Extract =
_ _ _
Section 3. Information Technology
https://doi.org/10.29013/ESR-20-7.8-19-22
Hrybkov Serhii Vitaliiovich, PhD, Associate Professor, Department of Information Systems National University of Food Technologies, Kiev, Ukraine
E-mail: [email protected] Seidykh Olga Leonidovna, National University of Food Technologies, Senior lecturer, Department of Informatics, Kiev, Ukraine
E-mail: [email protected]
HYBRID ALGORITHM BASED ON FISH SCHOOL SEARCH AND GREY WOLF OPTIMIZER ALGORITHMS FOR FOOD ENTERPRISE MANAGEMENT
Abstract. The article proposes a hybrid method on the basis of optimization algorithms inspired by nature for solving problems of food enterprise production process management in conditions of uncertainty and risk. This hybrid algorithm is based on FSS (Fish School Search) and GWO (Grey Wolf Optimizer) algorithms. The advantages of algorithm hybridization are the formation of alternative solutions to the production management task of finding the desired global optimum within a reasonable time with avoiding local optimums.
Keywords: enterprise management, hybrid algorithm.
Introduction
Food industry enterprises are of strategic importance to many countries. Their functioning depends on the demand of the end user, seasonal fluctuations of prices for energy resources, raw materials and auxiliary supplies. Constant food market competition is based on the flow of goods from internal and external producers. All of the above requires the operational management of all parts of the enterprise in conditions of uncertainty and risk, which cannot be achieved using standard management methods that lead to the waste of time and cannot ensure real-time management.
_ _ _
Entries provided =
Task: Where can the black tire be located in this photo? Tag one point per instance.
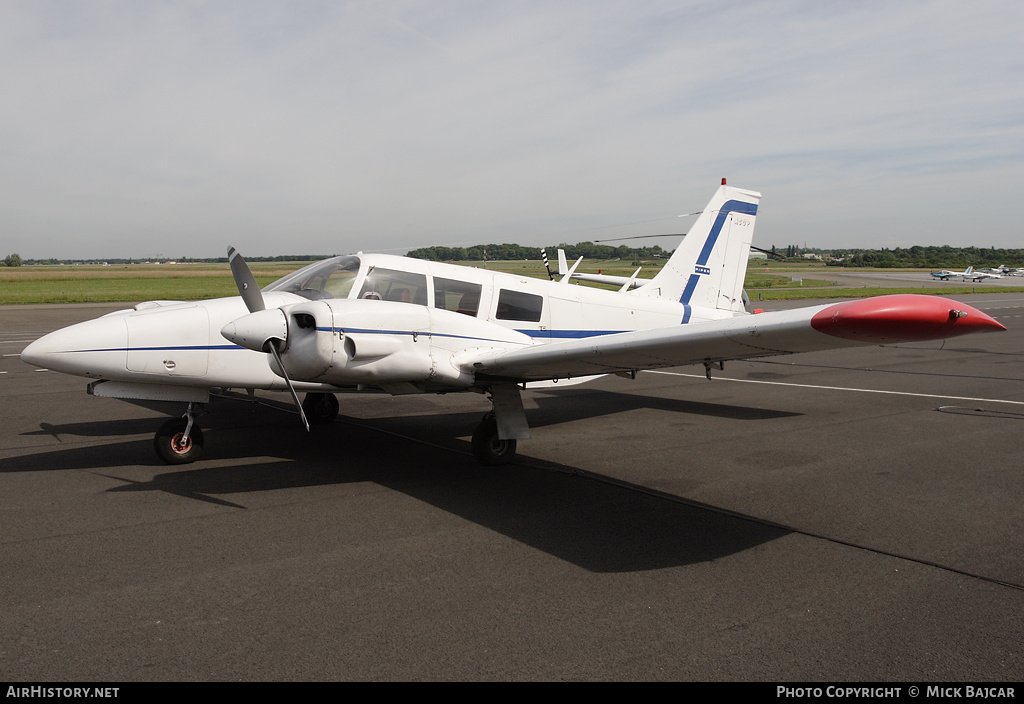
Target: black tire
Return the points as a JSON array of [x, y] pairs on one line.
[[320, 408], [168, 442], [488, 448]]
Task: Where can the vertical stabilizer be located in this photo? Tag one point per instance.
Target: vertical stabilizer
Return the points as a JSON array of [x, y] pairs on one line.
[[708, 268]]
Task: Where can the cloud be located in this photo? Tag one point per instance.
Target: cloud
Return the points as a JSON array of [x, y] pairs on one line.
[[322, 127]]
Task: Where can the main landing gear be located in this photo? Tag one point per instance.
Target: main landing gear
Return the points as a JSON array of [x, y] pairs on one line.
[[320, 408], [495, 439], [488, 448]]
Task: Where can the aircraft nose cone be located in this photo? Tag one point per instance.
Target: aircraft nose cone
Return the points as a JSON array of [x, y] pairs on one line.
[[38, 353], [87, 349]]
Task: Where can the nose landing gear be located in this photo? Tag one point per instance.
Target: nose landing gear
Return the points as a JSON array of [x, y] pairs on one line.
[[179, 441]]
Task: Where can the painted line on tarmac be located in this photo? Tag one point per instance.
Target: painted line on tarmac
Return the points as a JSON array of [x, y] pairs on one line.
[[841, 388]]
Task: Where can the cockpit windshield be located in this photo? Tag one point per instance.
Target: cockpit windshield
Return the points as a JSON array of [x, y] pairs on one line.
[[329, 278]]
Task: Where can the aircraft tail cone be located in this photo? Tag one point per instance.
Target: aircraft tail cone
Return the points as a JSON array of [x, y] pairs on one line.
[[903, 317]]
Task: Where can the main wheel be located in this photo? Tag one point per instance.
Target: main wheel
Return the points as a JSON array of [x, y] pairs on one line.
_ _ _
Exercise directions = Edit the food enterprise article passage that opens with the words containing "Introduction" and closes with "ensure real-time management.", and write it out with "raw materials" changed to "ingredients". The rows come from a separate source.

Final result =
Introduction
Food industry enterprises are of strategic importance to many countries. Their functioning depends on the demand of the end user, seasonal fluctuations of prices for energy resources, ingredients and auxiliary supplies. Constant food market competition is based on the flow of goods from internal and external producers. All of the above requires the operational management of all parts of the enterprise in conditions of uncertainty and risk, which cannot be achieved using standard management methods that lead to the waste of time and cannot ensure real-time management.